> **What you have to do**
Show each line of the items below that contains the word "beak", matching case exactly.

start Provided data

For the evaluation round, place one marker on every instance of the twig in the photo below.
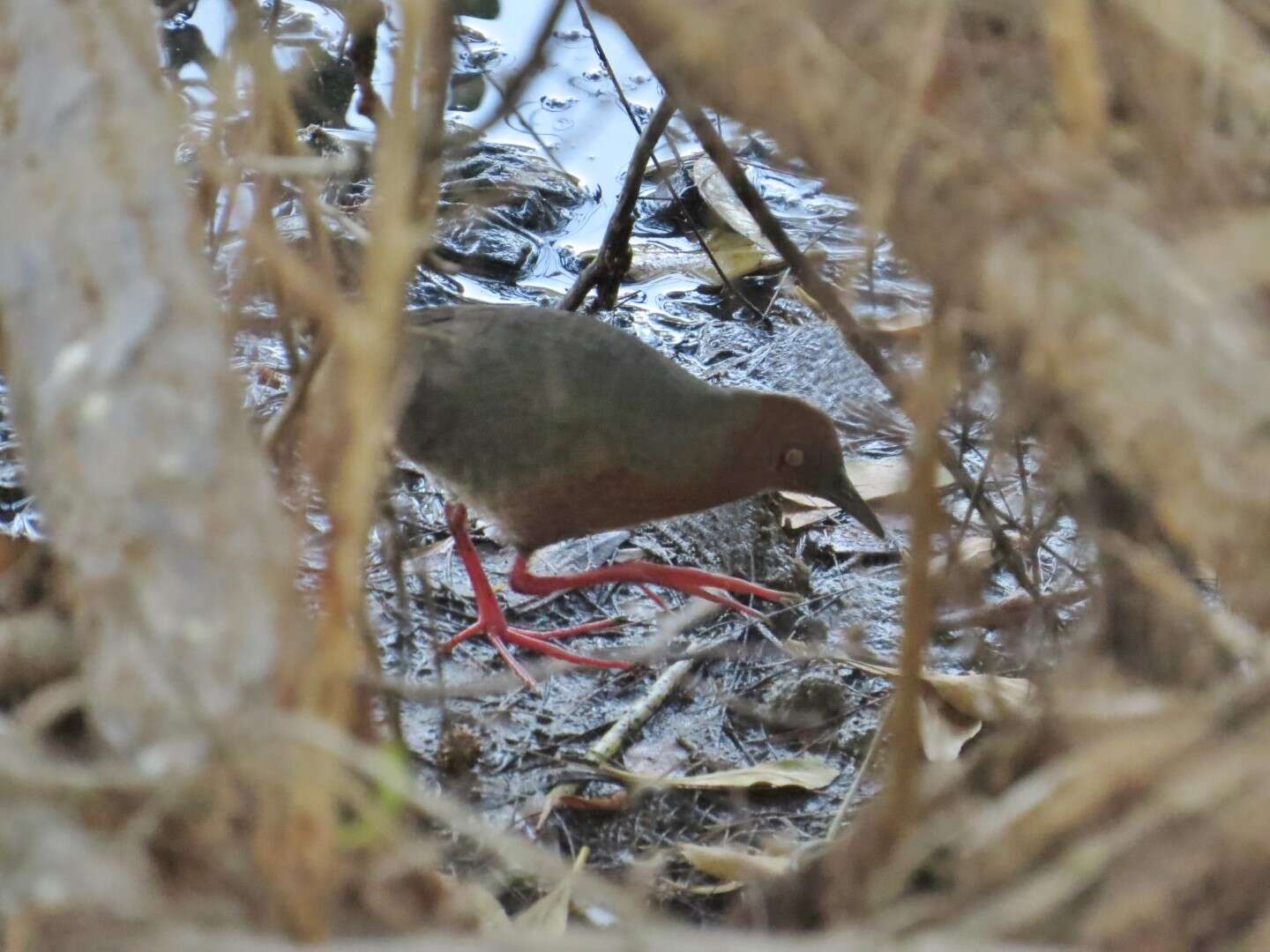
(1080, 86)
(920, 594)
(828, 299)
(612, 740)
(614, 258)
(675, 195)
(512, 90)
(862, 772)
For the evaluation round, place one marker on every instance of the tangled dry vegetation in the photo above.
(187, 747)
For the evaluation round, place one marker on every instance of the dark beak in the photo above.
(846, 496)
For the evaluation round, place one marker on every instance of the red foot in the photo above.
(692, 582)
(493, 625)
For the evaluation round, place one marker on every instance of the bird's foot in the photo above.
(493, 625)
(499, 634)
(691, 582)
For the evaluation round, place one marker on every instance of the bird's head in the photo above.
(799, 447)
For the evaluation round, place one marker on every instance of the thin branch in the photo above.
(614, 258)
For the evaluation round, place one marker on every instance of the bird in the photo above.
(557, 426)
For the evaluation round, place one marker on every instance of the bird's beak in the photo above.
(850, 501)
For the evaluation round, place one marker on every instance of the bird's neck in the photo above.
(752, 444)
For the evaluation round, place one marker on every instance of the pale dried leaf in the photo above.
(902, 324)
(736, 257)
(549, 915)
(716, 193)
(973, 554)
(735, 865)
(884, 480)
(989, 697)
(800, 772)
(943, 729)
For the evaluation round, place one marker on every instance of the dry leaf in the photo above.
(884, 480)
(955, 706)
(902, 324)
(989, 697)
(877, 480)
(716, 193)
(735, 865)
(973, 554)
(800, 772)
(736, 257)
(549, 915)
(943, 729)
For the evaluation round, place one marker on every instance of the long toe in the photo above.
(537, 641)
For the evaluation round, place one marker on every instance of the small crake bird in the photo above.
(557, 426)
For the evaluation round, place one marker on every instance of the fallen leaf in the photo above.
(954, 707)
(549, 915)
(611, 804)
(989, 697)
(718, 195)
(973, 554)
(903, 324)
(735, 865)
(800, 772)
(943, 729)
(885, 480)
(736, 257)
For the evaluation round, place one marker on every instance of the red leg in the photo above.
(692, 582)
(492, 622)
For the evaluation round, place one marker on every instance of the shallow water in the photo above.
(750, 701)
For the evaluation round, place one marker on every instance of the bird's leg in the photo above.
(492, 622)
(692, 582)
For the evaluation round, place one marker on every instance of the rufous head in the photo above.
(799, 446)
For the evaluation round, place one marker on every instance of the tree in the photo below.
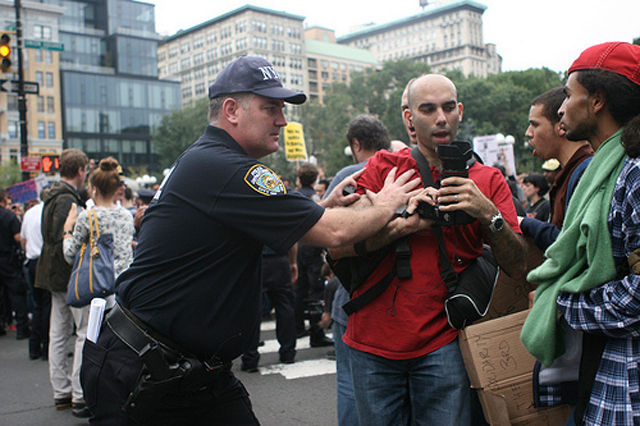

end Provided data

> **In response**
For the evaluation round, place one marker on every instance of the dark beak in the photo above.
For the evaluation round, place one marker on every instance of the bird's beak in the photo above.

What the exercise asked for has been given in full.